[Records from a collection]
- - - - - - -
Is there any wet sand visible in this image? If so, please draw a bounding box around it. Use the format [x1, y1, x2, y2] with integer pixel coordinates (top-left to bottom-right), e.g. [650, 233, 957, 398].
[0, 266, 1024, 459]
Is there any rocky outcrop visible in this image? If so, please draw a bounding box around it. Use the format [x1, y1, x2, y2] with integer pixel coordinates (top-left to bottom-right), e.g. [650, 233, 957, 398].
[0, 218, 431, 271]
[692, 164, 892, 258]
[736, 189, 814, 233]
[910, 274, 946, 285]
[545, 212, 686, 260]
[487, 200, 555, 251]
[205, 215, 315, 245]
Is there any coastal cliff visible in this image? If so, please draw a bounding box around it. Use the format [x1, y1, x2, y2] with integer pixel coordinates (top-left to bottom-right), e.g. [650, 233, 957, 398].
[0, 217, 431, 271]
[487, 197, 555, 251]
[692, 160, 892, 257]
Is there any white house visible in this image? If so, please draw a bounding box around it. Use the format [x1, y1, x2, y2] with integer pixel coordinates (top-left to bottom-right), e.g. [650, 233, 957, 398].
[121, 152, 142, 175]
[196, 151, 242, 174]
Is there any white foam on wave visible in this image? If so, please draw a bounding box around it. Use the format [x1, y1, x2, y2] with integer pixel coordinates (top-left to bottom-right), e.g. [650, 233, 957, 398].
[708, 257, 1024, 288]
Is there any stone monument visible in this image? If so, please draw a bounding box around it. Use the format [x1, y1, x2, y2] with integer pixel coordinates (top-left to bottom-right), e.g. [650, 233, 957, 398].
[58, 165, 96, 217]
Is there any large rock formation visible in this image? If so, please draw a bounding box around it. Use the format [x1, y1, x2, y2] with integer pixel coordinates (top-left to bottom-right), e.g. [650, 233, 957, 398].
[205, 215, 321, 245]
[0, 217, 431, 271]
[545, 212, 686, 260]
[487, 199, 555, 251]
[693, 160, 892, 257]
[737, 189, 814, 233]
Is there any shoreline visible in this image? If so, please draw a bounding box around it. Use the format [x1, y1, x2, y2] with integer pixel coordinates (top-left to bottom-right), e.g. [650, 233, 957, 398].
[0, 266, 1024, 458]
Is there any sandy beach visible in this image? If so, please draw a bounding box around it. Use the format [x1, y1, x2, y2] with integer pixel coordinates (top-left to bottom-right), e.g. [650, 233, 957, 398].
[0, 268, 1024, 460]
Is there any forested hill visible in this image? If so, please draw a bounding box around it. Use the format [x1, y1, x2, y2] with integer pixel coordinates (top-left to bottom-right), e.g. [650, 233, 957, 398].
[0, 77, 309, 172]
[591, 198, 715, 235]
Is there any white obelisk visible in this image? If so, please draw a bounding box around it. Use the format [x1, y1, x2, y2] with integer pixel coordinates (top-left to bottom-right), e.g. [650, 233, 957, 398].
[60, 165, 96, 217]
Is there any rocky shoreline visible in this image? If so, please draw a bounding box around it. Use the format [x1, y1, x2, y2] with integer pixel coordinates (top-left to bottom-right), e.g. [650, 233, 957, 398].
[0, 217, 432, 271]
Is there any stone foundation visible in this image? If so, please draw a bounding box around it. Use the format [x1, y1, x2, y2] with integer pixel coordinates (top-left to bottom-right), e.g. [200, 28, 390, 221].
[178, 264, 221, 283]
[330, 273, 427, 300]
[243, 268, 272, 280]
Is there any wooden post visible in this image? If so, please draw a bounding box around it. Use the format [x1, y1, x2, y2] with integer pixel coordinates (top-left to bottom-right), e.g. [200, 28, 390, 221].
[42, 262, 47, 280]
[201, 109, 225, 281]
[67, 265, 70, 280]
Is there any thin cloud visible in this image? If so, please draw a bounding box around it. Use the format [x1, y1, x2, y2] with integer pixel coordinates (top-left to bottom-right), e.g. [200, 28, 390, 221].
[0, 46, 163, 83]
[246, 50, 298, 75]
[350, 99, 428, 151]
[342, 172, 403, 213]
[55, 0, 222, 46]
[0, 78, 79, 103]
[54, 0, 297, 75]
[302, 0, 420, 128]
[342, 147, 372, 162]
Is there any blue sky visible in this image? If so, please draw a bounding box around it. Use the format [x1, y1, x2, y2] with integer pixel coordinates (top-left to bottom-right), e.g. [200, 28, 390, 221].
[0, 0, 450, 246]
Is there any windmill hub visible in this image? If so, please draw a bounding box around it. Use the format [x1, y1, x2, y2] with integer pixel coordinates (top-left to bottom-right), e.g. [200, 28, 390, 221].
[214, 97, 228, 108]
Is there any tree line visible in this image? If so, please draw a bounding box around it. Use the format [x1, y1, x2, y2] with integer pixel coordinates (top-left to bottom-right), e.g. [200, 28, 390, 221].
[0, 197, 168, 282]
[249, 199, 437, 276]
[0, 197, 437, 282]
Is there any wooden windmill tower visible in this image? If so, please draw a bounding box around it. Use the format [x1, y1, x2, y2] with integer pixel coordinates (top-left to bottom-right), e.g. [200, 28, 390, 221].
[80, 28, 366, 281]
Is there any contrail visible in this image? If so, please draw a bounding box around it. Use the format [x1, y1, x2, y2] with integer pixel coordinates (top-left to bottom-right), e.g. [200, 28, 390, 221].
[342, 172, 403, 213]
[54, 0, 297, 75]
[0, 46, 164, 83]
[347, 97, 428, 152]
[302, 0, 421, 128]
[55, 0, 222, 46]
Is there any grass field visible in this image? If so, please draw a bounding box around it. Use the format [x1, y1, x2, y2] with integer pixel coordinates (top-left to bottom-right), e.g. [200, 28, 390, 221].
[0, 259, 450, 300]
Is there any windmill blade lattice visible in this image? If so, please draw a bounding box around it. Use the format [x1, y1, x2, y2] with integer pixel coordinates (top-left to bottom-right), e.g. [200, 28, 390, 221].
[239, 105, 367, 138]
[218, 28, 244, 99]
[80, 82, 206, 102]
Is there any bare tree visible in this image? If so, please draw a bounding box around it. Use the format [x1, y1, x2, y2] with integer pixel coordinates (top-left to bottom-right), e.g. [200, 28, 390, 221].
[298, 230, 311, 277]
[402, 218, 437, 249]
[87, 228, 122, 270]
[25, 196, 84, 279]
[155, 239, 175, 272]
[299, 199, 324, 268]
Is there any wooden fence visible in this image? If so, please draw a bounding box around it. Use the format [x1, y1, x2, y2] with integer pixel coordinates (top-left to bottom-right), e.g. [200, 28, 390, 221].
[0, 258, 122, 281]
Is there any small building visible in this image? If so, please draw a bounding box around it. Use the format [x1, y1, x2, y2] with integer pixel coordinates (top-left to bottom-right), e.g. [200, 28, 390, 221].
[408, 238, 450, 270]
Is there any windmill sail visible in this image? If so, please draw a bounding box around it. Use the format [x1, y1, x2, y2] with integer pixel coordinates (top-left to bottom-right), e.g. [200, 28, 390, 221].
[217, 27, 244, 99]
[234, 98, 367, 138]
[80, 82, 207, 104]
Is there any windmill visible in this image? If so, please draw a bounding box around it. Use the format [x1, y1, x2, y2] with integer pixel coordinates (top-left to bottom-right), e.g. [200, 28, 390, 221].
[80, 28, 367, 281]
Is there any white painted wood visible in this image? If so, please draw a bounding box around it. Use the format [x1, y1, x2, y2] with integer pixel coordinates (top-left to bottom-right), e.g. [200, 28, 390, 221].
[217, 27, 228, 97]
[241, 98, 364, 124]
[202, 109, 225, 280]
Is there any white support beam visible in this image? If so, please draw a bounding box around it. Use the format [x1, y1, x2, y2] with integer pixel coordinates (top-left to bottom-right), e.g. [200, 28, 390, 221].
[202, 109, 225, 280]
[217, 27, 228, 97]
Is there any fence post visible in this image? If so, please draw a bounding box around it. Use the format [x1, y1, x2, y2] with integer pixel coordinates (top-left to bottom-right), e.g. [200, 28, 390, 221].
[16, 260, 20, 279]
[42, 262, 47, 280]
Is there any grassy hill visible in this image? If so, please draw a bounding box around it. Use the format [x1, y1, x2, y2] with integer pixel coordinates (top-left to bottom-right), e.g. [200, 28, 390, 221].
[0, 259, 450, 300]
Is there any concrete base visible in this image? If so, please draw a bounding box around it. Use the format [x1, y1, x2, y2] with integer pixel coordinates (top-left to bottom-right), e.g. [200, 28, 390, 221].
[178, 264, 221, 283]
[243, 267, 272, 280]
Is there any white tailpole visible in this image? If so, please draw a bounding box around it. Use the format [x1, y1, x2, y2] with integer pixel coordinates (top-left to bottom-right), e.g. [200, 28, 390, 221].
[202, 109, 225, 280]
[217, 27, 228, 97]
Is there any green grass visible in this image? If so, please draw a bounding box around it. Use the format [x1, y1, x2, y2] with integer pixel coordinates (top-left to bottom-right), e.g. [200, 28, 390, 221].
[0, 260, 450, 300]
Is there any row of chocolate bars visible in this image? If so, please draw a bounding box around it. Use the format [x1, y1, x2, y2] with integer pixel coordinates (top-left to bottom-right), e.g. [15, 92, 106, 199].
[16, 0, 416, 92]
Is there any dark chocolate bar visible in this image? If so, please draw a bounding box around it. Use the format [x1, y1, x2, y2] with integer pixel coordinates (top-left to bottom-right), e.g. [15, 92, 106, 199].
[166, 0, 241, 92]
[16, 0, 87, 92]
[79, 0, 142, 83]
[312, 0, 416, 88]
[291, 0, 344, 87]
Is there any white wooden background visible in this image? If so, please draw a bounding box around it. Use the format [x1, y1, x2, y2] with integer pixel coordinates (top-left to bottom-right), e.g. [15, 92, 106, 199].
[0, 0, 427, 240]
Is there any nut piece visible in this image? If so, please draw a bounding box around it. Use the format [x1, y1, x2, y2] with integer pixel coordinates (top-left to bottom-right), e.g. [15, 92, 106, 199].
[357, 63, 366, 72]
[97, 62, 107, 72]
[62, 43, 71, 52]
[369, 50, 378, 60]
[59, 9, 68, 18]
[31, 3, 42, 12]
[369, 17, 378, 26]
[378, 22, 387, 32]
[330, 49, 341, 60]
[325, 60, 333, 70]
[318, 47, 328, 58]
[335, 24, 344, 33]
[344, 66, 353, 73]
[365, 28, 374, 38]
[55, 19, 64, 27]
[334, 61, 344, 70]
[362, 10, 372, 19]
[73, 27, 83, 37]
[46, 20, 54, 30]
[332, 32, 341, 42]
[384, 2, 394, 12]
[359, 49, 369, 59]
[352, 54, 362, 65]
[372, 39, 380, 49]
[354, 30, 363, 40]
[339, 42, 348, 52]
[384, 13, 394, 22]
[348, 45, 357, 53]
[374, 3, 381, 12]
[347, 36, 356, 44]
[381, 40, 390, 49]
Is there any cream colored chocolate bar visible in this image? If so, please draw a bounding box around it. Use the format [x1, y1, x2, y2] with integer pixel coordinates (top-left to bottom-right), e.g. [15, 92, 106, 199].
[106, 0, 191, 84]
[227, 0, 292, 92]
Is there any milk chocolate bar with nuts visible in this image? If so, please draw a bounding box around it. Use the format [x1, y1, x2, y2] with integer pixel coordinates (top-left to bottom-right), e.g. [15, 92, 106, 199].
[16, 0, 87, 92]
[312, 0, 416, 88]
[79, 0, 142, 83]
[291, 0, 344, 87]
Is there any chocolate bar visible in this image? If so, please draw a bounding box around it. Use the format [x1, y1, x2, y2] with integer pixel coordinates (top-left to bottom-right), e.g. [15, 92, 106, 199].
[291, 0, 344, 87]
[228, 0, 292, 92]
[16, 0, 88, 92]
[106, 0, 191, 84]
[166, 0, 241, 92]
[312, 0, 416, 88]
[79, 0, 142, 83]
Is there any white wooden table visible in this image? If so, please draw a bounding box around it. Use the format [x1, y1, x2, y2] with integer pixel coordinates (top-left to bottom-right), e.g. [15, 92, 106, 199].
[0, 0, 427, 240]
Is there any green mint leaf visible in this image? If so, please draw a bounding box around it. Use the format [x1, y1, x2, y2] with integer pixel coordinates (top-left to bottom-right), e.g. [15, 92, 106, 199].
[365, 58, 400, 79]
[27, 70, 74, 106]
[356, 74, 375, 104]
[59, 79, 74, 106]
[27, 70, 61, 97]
- - - - - - -
The task :: Format everything from the line containing "Is there any contrail" down to the line containing "[0, 46, 164, 83]" as a JSON list of strings, one string per line, with blank lines omitted.

Written response ::
[
  "Is there any contrail visible in this image? If so, please draw a bounding box around it. Use the format [x1, y1, x2, y2] with integer pixel coordinates (top-left to bottom-right), e.g. [200, 28, 390, 221].",
  "[342, 172, 403, 213]",
  "[54, 0, 297, 75]",
  "[0, 46, 164, 83]"
]